(Coordinate annotation records)
--- --- ---

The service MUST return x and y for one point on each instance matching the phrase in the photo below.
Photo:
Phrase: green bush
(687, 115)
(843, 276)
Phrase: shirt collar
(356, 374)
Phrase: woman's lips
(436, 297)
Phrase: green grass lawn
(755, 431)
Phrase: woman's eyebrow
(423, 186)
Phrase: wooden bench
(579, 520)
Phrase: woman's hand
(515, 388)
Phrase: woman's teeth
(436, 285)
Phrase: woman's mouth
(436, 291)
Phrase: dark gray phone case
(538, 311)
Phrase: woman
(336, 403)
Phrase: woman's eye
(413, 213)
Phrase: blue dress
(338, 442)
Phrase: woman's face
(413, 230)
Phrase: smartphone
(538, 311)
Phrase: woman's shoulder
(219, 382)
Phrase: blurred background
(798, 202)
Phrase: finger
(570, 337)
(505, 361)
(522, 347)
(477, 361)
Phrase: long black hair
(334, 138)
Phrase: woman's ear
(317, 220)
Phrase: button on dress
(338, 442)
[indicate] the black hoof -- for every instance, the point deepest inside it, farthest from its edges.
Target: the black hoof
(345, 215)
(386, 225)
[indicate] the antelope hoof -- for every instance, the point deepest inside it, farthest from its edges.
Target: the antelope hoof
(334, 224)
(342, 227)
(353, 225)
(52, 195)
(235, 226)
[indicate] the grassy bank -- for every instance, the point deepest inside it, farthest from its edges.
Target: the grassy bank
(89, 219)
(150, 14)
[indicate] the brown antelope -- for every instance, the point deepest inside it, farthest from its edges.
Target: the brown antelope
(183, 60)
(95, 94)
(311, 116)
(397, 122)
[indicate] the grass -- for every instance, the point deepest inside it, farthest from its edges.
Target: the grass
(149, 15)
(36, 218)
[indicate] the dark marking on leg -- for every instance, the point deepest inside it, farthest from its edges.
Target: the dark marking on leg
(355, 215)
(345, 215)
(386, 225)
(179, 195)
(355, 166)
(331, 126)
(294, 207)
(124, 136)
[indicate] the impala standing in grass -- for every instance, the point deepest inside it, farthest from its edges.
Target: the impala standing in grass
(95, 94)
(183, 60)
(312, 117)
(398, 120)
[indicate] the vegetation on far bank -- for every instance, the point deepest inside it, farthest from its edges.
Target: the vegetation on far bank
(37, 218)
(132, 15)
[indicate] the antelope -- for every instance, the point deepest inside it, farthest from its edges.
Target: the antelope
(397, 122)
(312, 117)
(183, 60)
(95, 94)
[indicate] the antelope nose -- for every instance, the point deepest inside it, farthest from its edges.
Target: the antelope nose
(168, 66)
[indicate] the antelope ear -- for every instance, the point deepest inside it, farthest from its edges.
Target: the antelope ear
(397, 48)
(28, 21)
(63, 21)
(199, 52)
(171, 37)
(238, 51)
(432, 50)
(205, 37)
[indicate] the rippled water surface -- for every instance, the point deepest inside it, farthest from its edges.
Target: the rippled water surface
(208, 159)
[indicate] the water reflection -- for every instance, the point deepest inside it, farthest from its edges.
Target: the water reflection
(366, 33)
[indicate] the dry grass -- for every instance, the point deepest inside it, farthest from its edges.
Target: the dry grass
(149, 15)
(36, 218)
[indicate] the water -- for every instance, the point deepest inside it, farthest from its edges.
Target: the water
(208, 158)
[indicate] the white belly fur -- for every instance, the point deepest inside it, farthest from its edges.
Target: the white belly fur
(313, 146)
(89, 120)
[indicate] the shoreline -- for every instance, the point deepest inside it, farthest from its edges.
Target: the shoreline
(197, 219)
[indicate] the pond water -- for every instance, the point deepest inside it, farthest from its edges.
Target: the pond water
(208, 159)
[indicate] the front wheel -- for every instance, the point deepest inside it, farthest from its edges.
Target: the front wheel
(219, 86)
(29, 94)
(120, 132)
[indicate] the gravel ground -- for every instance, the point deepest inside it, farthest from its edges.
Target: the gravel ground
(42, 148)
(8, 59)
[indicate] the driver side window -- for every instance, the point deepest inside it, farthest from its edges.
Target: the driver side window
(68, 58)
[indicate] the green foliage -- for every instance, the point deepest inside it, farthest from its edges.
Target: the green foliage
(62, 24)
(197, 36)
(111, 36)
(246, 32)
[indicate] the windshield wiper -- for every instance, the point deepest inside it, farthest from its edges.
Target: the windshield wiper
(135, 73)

--- --- ---

# What to produce
All of the entries above need to be reproduced exactly.

# Written response
The service MUST return x and y for one point on each instance matching the phrase in the photo below.
Photo:
Phrase: green bush
(687, 115)
(843, 276)
Phrase: shirt collar
(356, 374)
Phrase: woman's lips
(436, 297)
Phrase: green grass lawn
(755, 431)
Phrase: woman's eyebrow
(423, 186)
Phrase: wooden bench
(579, 520)
Phrase: woman's hand
(515, 388)
Phrase: woman's teeth
(436, 285)
Phrase: woman's mouth
(436, 291)
Phrase: dark gray phone case
(538, 311)
Phrase: woman
(336, 403)
Phrase: woman's eye
(413, 213)
Phrase: blue dress
(338, 442)
Phrase: woman's face
(413, 230)
Phrase: smartphone
(538, 311)
Phrase: woman's shoulder
(219, 382)
Phrase: blurred background
(798, 202)
Phrase: finger
(570, 337)
(505, 361)
(522, 347)
(477, 361)
Phrase: long black hair
(334, 138)
Phrase: woman's ear
(317, 220)
Phrase: button on dress
(338, 442)
[indicate] the black hoof -- for every instance, the point deepest inside it, farthest from its edges.
Target: the black hoof
(345, 215)
(386, 225)
[indicate] the antelope hoof -- for every instance, the point deepest inside it, farthest from its edges.
Target: the antelope hoof
(334, 224)
(342, 227)
(353, 225)
(52, 195)
(235, 226)
[indicate] the grassy bank -- for every instance, the point deepest inside it, farthest from its edges.
Target: the grassy bank
(89, 219)
(150, 14)
[indicate] the brown antelope -- for every instance, the point deepest inside it, farthest from its edges.
Target: the brown antelope
(183, 60)
(95, 94)
(311, 116)
(397, 122)
[indicate] the grass -- for every instance, the point deepest inside it, farthest from its edges.
Target: the grass
(149, 15)
(36, 218)
[indicate] the dark marking on leg -- for every instance, the point deepest inside it, farthest from its edges.
Target: the dark marking on leg
(355, 215)
(345, 215)
(386, 225)
(179, 195)
(355, 166)
(331, 126)
(294, 207)
(124, 136)
[indicate] the impala standing in grass -- for every instance, the point deepest inside it, farthest from its edges.
Target: the impala standing in grass
(95, 94)
(183, 60)
(312, 117)
(398, 120)
[indicate] the vegetation on far bank -- for every instance, the point deepest inside it, farthest from its edges.
Target: the vegetation on far bank
(37, 218)
(132, 15)
[indicate] the antelope -- for every instance, the point deepest inside it, farthest from its edges.
Target: the antelope
(397, 122)
(312, 117)
(183, 60)
(95, 94)
[indicate] the antelope nose -- for every instance, the point deepest inside it, farthest from its edges.
Target: the antelope nose
(168, 66)
[indicate] the antelope ear -- for every instance, the point deepest inside it, farthest from its edges.
Target: the antelope ear
(397, 48)
(28, 21)
(63, 21)
(199, 52)
(171, 37)
(238, 51)
(432, 50)
(205, 37)
[indicate] the rippled water surface -- for every instance, the point deepest inside it, farthest from its edges.
Target: the rippled water surface
(208, 159)
[indicate] the water reflection -- for every instance, the point deepest inside it, farthest from its edges.
Target: the water reflection
(366, 33)
[indicate] the dry grass -- for every instance, the point deepest inside it, farthest from its edges.
Target: the dry grass
(149, 15)
(36, 218)
[indicate] the water -- for every instance, the point deepest inside it, farthest from its edges.
Target: the water
(208, 158)
[indicate] the white belly fur -- for every instance, the point deepest inside it, farthest from its edges.
Target: the white belly fur
(313, 146)
(89, 120)
[indicate] the shoreline -- for every instance, the point deepest inside it, farthest from its edges.
Target: the shoreline
(197, 219)
[indicate] the pond water -- for every instance, the point deepest inside it, farthest from its edges.
Target: the pond water
(208, 159)
[indicate] the front wheel -- for every instance, the point deepest inside it, farthest from its edges.
Target: the front wheel
(219, 86)
(29, 94)
(120, 132)
[indicate] the gravel ground -- for every instance, the point deepest inside it, farthest from its edges.
Target: the gravel ground
(42, 148)
(8, 59)
[indicate] the driver side window -- for every instance, the point deepest inside it, farthest from its edges.
Target: the driver side window
(68, 58)
[indicate] the green foliage -- for every instance, the point deepest inside it, farthest from its edges.
Target: the green foliage
(62, 24)
(197, 36)
(111, 36)
(246, 32)
[indicate] the windshield wiper -- for every instance, the point deepest inside it, farthest from its edges.
Target: the windshield wiper
(135, 73)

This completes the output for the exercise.